_Exercise_. Count the lines in the items below that contain the string "sign", treating uppercase and lowercase as different. Give only the number.

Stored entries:
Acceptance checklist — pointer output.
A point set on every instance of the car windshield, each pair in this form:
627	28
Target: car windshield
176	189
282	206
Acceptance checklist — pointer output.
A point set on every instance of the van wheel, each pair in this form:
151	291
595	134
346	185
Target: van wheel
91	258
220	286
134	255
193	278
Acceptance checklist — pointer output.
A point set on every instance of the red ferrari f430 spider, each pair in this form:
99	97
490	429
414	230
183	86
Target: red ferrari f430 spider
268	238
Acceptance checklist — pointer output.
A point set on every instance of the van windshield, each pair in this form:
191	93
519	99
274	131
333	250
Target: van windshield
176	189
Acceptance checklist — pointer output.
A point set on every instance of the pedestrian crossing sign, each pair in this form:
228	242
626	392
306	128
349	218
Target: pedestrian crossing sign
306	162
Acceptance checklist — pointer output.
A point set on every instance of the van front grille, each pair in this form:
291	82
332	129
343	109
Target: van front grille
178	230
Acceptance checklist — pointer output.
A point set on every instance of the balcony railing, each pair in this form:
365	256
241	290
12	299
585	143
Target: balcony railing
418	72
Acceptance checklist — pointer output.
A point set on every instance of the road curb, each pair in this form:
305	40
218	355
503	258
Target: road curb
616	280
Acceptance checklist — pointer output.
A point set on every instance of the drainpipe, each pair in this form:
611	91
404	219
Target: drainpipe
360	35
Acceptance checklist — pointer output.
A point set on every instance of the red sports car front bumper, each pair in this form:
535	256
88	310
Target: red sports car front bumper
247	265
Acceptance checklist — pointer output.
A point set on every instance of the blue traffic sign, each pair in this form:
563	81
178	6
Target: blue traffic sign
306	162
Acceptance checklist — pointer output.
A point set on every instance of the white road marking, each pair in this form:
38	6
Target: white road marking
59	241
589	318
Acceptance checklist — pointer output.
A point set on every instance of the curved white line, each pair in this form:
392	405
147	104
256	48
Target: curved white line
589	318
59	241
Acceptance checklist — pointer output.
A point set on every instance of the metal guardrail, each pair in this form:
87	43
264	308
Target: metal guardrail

_Task output_. 4